THE EXERCISE:
Write out the items without changes, starting from the first line and ending after the line that contains "x=261 y=271".

Point labeling items:
++++

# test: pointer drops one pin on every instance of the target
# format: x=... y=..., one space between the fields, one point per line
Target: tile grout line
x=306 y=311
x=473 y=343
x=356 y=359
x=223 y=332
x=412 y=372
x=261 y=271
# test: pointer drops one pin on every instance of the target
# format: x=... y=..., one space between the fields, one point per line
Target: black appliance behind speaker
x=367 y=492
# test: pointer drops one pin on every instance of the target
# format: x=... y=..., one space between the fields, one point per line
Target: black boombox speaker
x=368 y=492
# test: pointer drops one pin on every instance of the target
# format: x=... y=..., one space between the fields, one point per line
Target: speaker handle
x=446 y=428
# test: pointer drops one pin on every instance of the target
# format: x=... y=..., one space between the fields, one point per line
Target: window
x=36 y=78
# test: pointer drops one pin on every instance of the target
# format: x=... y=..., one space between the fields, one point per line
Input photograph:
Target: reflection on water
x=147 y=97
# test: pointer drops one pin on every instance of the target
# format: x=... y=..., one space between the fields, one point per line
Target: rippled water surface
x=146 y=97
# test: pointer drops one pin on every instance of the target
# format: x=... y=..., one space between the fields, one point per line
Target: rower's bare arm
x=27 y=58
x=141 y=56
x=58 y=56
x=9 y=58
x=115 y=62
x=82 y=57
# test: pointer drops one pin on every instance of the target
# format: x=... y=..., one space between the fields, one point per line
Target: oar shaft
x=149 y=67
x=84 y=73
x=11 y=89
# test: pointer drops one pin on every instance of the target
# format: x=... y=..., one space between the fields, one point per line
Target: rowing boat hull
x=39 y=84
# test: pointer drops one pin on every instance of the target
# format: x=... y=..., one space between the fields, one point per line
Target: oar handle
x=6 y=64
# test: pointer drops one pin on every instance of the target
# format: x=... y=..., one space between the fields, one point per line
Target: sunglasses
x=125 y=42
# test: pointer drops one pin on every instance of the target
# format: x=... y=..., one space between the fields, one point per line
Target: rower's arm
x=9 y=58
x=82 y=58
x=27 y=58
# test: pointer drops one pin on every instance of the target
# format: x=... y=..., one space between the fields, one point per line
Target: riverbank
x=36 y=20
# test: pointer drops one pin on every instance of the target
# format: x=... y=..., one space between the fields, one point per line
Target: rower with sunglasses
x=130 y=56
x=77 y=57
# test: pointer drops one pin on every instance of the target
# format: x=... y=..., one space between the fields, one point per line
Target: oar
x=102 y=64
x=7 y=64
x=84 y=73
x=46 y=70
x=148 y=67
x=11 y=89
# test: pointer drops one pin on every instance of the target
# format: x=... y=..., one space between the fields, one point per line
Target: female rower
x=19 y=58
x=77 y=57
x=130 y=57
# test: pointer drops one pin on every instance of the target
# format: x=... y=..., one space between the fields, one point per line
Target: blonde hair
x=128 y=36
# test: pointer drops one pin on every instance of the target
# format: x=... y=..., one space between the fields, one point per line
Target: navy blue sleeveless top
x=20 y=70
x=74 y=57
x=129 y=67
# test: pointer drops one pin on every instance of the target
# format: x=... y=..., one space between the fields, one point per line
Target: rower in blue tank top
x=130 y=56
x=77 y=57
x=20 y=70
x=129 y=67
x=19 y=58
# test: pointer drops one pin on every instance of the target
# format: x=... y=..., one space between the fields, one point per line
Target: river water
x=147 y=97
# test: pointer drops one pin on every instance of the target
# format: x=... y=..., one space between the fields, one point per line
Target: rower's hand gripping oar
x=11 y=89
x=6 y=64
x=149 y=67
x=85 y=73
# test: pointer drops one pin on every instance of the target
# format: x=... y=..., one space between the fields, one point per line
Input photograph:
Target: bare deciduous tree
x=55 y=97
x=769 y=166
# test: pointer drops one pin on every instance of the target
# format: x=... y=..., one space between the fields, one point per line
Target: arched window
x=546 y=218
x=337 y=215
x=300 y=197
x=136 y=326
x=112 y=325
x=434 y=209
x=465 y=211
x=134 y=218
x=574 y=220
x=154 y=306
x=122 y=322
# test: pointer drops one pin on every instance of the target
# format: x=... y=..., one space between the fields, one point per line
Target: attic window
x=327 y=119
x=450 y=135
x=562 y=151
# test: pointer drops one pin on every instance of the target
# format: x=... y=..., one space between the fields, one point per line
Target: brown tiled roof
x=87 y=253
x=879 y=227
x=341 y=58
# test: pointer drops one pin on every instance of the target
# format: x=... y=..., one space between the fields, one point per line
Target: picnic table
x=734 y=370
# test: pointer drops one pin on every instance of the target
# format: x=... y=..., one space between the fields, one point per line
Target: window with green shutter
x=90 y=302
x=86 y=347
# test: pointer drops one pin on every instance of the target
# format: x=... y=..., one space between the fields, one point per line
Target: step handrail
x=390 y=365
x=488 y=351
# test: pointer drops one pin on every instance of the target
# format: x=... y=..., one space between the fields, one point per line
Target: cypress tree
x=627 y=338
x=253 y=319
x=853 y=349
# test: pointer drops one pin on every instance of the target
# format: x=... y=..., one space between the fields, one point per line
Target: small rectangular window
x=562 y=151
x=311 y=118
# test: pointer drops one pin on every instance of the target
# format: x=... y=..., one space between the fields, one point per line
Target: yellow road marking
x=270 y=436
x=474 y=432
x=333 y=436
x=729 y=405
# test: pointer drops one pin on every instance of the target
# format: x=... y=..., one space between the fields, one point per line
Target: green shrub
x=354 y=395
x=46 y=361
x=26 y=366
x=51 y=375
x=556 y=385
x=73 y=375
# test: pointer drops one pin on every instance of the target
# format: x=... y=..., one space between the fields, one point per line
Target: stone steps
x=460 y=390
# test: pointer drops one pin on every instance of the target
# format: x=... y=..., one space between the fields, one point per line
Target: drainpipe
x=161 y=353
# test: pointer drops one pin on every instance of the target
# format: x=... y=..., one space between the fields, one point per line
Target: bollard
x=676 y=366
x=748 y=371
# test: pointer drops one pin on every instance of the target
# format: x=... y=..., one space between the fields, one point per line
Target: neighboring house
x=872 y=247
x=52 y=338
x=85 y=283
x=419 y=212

++++

REPLY TO THE EXERCISE:
# test: pointer drops one pin on every instance of the target
# format: x=... y=..., one space between the fields, one point per line
Target: tile grout line
x=306 y=311
x=473 y=343
x=356 y=359
x=223 y=332
x=412 y=372
x=261 y=271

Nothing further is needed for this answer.